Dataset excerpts
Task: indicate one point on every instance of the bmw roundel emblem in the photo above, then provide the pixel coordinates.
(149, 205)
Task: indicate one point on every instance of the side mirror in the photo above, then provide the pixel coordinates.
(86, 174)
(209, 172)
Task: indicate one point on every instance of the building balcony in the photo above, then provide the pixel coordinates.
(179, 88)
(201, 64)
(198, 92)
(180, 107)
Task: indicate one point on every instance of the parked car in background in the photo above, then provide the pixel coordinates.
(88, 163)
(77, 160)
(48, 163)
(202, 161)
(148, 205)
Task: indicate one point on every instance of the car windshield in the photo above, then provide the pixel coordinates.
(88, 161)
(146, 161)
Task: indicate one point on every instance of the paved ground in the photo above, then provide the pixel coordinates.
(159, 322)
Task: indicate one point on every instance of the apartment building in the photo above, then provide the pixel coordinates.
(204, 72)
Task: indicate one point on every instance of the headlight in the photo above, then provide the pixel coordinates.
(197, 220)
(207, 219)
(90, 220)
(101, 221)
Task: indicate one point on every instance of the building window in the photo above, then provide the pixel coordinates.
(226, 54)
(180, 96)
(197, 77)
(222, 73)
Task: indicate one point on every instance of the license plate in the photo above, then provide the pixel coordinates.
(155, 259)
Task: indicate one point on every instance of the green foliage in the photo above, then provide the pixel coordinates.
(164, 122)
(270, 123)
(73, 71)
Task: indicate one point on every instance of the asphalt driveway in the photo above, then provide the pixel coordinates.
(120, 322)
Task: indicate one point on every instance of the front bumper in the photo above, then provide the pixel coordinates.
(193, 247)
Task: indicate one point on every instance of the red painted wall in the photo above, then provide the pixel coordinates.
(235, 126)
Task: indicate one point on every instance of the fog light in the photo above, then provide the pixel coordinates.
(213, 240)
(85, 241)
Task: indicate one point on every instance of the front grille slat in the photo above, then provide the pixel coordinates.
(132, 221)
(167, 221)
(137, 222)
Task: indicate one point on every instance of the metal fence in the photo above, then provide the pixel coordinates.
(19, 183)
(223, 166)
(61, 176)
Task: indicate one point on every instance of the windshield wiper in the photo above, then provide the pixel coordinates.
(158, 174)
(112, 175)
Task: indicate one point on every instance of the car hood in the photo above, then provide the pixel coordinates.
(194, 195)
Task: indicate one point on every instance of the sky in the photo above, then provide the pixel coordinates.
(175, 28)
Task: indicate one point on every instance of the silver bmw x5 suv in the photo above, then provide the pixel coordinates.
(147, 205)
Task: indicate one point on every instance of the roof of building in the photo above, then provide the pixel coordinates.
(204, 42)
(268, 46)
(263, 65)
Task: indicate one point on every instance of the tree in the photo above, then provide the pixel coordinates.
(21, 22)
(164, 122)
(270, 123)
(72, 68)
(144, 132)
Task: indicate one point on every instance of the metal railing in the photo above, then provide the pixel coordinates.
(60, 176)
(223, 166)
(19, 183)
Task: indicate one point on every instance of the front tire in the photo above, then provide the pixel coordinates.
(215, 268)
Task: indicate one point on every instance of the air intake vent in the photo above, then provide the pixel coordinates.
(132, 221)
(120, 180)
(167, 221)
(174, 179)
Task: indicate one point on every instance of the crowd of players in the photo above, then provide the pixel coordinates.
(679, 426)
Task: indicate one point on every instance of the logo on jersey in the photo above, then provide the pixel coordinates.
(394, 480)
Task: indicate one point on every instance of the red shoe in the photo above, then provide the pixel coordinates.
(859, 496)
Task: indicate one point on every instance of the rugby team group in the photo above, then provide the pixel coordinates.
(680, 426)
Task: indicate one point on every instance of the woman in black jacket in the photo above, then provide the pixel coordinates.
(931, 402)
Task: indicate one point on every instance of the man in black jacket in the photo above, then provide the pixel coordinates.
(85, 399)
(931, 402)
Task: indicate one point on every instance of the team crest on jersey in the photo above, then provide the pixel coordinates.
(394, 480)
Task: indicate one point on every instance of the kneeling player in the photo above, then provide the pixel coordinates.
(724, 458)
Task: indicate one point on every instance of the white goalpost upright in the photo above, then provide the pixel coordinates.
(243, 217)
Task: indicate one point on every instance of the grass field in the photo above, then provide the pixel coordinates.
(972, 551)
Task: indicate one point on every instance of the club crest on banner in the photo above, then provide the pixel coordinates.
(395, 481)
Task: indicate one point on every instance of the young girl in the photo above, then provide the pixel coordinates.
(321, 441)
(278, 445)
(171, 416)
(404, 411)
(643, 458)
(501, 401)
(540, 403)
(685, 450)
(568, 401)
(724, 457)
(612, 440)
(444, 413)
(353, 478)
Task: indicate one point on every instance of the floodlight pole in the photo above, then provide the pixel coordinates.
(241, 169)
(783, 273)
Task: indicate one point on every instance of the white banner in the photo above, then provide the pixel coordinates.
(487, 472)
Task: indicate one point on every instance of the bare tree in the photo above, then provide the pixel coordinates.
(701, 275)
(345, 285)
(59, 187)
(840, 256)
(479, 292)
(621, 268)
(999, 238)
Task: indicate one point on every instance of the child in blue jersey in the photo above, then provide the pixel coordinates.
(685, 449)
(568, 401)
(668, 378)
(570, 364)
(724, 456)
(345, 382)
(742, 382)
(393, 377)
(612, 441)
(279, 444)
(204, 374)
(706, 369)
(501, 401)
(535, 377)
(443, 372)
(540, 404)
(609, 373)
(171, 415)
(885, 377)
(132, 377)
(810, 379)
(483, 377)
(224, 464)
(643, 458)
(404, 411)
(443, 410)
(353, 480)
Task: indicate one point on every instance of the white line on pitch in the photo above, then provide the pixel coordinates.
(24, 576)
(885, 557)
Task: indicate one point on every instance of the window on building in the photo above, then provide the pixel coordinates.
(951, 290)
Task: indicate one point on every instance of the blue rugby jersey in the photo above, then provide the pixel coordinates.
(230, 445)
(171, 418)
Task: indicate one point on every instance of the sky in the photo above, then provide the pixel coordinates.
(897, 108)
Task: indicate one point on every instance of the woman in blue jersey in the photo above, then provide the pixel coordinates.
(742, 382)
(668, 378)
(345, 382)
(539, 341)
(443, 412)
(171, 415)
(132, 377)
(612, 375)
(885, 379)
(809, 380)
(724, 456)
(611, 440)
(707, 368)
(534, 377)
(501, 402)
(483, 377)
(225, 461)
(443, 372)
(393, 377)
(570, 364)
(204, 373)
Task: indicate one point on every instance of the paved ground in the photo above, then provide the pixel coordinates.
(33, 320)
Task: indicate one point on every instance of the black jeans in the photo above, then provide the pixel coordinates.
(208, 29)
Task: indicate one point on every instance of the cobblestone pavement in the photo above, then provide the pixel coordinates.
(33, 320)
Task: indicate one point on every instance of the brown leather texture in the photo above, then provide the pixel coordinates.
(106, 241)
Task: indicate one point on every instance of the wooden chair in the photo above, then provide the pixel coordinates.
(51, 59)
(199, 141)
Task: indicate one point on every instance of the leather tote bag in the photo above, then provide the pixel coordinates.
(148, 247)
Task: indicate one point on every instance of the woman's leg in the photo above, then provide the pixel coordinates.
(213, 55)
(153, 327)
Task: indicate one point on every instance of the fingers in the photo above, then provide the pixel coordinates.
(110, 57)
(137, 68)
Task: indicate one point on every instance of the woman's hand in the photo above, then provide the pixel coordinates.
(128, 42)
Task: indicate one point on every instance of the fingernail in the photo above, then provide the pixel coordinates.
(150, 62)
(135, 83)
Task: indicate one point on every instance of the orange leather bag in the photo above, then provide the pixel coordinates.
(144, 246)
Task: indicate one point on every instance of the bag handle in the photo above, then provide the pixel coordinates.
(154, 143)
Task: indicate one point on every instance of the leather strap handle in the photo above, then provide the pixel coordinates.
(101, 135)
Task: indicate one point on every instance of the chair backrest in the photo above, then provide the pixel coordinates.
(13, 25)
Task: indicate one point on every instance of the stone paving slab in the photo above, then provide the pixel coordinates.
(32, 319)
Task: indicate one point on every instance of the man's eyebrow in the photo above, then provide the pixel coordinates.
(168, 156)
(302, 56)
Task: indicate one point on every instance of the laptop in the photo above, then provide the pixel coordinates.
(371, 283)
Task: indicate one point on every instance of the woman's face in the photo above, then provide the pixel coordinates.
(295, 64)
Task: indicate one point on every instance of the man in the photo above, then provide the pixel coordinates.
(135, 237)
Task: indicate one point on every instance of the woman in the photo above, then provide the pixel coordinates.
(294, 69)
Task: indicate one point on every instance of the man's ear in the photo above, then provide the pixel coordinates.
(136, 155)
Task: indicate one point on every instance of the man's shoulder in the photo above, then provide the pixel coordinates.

> _Your instructions_: What you give back should be exactly the lines of the entries above from the one containing "Task: indicate one point on every instance of the man's ear" to the end, and nothing more.

> _Your response_:
Task: indicate one point on every instance of the man's ear in the photo above, then provide the pixel coordinates.
(136, 155)
Task: indicate one point on every instance of the man's shoulder in the photo above, then provide the pixel coordinates.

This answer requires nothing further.